▸ **PROBLEM TO SOLVE**: The entries that follow need to be retyped verbatim.

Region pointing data
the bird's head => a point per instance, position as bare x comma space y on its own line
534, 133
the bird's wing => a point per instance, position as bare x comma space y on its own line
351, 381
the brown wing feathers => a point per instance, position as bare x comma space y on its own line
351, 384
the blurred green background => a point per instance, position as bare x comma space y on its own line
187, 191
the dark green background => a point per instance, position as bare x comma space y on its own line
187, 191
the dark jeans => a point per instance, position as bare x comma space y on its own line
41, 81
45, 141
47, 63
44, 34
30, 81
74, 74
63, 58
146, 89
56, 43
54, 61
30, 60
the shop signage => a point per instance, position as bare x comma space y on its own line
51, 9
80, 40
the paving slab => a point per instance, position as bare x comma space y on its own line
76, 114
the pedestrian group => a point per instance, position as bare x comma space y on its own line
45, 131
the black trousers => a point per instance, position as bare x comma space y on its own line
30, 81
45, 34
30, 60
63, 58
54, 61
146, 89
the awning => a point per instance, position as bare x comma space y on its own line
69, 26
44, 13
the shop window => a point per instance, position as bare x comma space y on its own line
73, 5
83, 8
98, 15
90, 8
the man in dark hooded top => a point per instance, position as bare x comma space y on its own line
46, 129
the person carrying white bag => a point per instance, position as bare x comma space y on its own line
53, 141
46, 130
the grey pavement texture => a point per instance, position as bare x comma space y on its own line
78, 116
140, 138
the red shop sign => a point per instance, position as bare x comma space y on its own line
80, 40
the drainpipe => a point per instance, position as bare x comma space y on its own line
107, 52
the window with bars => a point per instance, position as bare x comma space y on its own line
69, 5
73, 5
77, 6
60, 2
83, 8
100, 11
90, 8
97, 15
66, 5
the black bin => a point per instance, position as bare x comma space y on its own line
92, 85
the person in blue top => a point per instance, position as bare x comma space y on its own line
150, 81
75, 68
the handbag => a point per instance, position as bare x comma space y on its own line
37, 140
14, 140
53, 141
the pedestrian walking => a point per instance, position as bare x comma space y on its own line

▸ **RESULT OF THIS TASK**:
the bird's head => a point per instance, position as bare x comma space y on its own line
534, 133
the bird's wing => a point per instance, position as bare x comma space y on its own line
351, 381
the brown wing feathers => a point per instance, position as bare x comma space y on its own line
351, 384
the blurred green background => a point per instance, position as bare x comma space y on its own line
187, 191
the dark green background => a point per instance, position as bare x comma space y on its own line
187, 191
the dark jeans => a point per instance, position as bare x comma space y on its own line
41, 81
45, 141
47, 63
44, 34
30, 81
74, 74
63, 58
146, 89
56, 43
54, 61
30, 60
the shop signage => a point per instance, position as bare x comma space y on its own line
51, 9
80, 40
the paving slab => a point per instance, position as bare x comma space y on its own line
76, 114
the pedestrian group => a point per instance, position as bare x comma space y on its own line
45, 131
the black trousers => a point per instance, position as bare x comma space y on its own line
30, 81
45, 34
30, 60
63, 58
54, 61
146, 89
the awning => a point per instance, position as bare x comma space y on its own line
69, 26
44, 13
the shop window => a point per instance, position as bare x comma space y on its own line
73, 5
83, 8
98, 15
90, 8
the man in dark hooded top => a point per instance, position as bare x comma space y on its own line
46, 129
the person carrying white bag => a point per instance, position as bare x comma space y on its own line
53, 141
46, 130
the grey pavement texture => a point per instance, position as bare x comma space y on its own line
78, 116
140, 138
the red shop sign => a point per instance, position as bare x comma space y on its own line
80, 40
the drainpipe => a point per instance, position as bare x comma space y on its own line
107, 52
the window with bars => a point per instance, position as bare x comma space y on its own line
69, 5
73, 5
77, 6
60, 2
83, 8
100, 11
90, 8
97, 15
66, 5
the black bin => a point per instance, position as bare x comma space y on its own line
92, 85
the person in blue top => a point per instance, position as bare x comma space y on its own line
150, 81
75, 68
the handbag => a point per instance, position as bare x comma space y on its own line
37, 140
14, 140
53, 141
the pedestrian walking => a point per instance, position as bare x comma space y on its own line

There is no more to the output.